__Exercise prompt__. Your task is to give the number of lines below that contain "robe". Give no other text.

__Records to use__.
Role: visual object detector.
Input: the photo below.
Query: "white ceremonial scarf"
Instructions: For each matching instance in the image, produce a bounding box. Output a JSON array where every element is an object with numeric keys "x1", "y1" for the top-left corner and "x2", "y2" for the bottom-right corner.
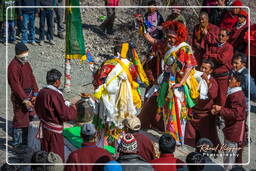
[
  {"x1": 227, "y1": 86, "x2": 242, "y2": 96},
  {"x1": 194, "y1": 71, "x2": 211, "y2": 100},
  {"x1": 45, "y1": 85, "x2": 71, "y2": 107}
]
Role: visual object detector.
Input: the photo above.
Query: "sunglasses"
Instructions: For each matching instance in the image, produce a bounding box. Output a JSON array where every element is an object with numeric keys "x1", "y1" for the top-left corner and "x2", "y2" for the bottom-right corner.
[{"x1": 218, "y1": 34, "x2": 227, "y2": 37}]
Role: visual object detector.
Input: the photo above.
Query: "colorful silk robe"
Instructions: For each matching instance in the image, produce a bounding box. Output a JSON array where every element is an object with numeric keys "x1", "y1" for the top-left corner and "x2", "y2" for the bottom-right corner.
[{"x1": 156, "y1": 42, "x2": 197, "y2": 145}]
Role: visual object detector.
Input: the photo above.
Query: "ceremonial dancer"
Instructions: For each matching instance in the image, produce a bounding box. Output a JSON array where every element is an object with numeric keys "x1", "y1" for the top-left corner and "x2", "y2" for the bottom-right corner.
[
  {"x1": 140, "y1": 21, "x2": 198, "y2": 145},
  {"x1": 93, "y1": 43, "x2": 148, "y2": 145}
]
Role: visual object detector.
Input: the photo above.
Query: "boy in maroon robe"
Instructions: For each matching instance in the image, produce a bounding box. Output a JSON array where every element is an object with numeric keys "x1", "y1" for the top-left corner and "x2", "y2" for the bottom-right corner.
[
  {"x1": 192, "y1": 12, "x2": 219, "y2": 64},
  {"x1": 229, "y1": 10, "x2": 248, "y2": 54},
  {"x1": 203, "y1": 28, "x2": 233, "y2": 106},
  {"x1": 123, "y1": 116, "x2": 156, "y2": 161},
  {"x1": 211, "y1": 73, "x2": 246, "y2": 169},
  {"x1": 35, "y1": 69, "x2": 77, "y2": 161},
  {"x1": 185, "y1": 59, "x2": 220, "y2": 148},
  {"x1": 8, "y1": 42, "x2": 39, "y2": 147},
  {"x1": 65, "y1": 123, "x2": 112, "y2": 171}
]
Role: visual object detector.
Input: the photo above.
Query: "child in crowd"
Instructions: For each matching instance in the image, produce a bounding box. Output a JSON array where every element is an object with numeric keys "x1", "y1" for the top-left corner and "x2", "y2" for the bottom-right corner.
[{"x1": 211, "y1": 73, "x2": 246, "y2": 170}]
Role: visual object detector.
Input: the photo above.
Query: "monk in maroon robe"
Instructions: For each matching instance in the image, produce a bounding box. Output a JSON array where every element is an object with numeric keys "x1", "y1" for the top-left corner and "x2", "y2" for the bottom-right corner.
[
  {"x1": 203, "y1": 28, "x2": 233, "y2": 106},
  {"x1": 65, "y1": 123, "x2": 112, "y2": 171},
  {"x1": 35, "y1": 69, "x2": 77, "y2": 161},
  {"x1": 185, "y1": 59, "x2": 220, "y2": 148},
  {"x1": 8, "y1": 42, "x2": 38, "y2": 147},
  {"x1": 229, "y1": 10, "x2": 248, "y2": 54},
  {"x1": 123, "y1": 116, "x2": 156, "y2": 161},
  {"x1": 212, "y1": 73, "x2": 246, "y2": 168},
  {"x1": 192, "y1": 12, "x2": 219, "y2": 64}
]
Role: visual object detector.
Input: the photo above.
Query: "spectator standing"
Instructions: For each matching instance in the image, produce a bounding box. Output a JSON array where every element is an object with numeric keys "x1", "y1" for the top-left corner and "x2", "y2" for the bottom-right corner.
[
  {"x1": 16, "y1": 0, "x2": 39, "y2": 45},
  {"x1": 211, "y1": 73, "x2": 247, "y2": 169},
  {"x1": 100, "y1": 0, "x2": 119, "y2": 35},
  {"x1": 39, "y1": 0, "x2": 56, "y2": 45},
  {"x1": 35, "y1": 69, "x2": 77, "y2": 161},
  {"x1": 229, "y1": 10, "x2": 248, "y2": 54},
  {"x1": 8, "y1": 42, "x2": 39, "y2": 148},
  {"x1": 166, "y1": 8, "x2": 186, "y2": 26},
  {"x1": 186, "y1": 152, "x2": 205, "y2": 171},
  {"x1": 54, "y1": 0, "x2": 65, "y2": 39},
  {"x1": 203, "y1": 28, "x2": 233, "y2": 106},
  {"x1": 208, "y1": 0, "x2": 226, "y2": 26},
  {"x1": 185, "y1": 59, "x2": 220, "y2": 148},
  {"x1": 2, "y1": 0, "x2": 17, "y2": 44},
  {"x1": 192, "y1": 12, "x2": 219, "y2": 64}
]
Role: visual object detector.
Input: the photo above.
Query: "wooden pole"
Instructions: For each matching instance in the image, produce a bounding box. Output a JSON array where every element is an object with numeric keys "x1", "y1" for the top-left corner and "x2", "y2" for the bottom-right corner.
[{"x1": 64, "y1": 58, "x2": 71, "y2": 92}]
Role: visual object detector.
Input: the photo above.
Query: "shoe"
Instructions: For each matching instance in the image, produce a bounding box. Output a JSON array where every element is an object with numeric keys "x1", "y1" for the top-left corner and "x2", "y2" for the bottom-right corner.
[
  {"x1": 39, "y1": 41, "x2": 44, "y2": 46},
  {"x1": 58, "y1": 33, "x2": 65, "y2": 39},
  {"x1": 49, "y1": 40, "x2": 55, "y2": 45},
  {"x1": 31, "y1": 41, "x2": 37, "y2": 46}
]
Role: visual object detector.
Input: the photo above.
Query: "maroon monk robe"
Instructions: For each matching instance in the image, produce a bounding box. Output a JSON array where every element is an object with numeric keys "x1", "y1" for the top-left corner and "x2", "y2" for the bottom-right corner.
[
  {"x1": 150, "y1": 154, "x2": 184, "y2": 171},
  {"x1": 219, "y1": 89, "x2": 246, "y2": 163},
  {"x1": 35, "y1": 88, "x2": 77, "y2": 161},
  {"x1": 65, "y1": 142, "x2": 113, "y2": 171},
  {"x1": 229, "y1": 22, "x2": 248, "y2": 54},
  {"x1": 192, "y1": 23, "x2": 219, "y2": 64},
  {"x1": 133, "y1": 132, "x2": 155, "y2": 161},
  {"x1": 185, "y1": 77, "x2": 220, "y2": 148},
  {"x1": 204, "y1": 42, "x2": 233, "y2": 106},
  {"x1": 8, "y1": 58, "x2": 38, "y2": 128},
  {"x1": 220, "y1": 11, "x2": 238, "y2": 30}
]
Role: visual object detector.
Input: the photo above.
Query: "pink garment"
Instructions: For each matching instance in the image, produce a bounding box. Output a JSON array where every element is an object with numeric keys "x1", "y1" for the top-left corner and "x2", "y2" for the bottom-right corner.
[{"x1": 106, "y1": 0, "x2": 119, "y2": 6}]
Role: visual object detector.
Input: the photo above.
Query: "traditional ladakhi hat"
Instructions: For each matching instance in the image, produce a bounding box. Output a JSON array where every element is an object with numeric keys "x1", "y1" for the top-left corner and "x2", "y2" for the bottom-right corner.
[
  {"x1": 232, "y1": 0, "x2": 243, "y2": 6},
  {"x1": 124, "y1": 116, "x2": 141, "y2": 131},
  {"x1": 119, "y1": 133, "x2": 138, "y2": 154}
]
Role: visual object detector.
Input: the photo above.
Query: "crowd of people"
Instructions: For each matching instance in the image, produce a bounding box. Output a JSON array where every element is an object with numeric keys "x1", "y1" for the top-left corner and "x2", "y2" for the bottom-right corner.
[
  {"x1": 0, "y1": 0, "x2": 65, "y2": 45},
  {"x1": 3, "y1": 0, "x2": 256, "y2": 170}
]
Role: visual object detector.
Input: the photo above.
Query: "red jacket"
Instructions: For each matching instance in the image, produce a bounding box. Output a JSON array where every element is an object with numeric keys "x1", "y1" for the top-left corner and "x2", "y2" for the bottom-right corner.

__Your solution__. 4